Stored records
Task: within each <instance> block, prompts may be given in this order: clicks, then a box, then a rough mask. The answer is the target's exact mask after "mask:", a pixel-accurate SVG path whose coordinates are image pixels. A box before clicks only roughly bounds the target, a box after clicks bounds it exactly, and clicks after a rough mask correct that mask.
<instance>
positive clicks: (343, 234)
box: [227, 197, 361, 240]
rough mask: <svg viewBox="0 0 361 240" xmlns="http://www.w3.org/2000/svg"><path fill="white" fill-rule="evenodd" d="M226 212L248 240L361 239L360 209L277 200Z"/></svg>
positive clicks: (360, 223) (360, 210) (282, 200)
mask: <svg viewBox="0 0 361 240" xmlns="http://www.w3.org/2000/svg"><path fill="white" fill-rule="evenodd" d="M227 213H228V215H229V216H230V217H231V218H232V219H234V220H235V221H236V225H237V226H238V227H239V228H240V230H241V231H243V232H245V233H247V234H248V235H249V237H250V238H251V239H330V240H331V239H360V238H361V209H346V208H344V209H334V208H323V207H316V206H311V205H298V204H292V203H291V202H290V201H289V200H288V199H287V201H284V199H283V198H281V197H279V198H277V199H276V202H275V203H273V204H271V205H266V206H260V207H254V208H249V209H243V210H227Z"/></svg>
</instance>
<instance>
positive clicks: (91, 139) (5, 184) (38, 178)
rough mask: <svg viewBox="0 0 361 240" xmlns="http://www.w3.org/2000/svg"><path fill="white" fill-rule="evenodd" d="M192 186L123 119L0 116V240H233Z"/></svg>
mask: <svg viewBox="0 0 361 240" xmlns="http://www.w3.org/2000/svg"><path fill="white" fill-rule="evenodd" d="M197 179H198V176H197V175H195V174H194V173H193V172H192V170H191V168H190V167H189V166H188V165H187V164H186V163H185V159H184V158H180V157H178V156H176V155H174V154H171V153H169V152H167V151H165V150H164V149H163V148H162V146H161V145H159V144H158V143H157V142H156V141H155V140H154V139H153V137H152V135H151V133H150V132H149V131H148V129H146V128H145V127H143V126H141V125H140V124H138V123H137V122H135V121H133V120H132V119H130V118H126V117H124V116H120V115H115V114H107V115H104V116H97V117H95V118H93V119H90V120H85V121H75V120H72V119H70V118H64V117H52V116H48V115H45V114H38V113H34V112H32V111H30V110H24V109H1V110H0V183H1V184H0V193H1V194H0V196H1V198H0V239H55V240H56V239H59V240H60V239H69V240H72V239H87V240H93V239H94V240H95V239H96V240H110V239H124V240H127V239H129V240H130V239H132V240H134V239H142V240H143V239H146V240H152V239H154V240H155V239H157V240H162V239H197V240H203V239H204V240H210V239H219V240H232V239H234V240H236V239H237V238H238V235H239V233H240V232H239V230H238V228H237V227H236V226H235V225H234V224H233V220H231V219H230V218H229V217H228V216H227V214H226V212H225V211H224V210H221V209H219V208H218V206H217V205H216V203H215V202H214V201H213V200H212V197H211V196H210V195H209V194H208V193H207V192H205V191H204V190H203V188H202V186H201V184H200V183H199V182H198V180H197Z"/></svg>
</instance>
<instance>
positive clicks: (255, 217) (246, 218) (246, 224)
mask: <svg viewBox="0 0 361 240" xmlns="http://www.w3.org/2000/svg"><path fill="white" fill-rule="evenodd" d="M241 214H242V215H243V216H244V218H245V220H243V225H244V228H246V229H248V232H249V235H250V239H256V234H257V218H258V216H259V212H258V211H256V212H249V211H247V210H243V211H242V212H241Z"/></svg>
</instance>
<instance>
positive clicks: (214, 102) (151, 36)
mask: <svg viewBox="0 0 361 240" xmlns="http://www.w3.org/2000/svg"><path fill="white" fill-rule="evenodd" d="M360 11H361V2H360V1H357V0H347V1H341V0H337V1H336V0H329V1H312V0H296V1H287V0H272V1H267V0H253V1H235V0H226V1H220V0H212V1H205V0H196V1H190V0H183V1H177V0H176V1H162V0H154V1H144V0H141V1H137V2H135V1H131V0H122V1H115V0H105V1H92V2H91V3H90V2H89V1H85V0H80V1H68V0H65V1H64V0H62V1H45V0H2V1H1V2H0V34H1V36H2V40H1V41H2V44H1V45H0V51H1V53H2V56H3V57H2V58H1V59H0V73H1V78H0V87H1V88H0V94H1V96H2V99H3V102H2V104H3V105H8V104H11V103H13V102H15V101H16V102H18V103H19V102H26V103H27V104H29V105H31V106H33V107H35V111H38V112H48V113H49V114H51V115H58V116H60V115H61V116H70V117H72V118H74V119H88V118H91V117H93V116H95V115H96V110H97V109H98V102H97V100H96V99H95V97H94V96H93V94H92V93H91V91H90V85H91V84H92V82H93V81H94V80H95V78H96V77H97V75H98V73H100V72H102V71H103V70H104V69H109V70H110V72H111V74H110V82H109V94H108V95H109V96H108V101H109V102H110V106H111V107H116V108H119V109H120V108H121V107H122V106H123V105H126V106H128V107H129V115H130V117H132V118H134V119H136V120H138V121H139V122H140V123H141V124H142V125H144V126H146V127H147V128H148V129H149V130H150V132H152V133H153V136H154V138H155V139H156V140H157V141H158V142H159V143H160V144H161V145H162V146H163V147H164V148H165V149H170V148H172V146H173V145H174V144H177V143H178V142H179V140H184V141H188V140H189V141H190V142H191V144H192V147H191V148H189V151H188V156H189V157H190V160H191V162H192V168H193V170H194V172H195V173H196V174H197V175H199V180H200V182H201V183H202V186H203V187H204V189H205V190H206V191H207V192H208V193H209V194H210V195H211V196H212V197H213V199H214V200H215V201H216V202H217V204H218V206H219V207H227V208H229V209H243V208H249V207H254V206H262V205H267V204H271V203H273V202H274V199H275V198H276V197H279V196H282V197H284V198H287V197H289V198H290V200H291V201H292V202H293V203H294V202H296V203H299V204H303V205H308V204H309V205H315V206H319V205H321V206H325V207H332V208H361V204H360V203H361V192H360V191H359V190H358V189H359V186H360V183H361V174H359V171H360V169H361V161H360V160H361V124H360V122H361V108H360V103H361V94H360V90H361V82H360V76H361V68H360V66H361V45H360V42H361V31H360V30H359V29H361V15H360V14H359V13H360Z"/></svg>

▶ **WHAT IS EXPECTED**
Your answer should be the lines above from the one containing "212L248 240L361 239L360" through the one containing "positive clicks: (91, 139) (5, 184) (38, 178)", copied exactly and with both ends kept.

▶ **ANSWER TO THE EXERCISE**
rough mask: <svg viewBox="0 0 361 240" xmlns="http://www.w3.org/2000/svg"><path fill="white" fill-rule="evenodd" d="M226 212L248 240L361 239L360 209L277 200Z"/></svg>
positive clicks: (360, 223) (360, 210) (282, 200)
mask: <svg viewBox="0 0 361 240" xmlns="http://www.w3.org/2000/svg"><path fill="white" fill-rule="evenodd" d="M227 213H228V215H229V216H230V217H231V218H232V219H234V220H235V221H236V225H237V226H238V227H239V228H240V230H241V231H243V232H245V233H247V234H248V235H249V237H250V238H251V239H330V240H331V239H360V238H361V209H346V208H344V209H334V208H323V207H316V206H311V205H298V204H292V203H291V202H290V201H289V200H288V199H287V201H284V199H283V198H281V197H279V198H277V199H276V202H275V203H273V204H271V205H266V206H260V207H254V208H249V209H243V210H227Z"/></svg>
</instance>
<instance>
positive clicks: (91, 139) (5, 184) (38, 178)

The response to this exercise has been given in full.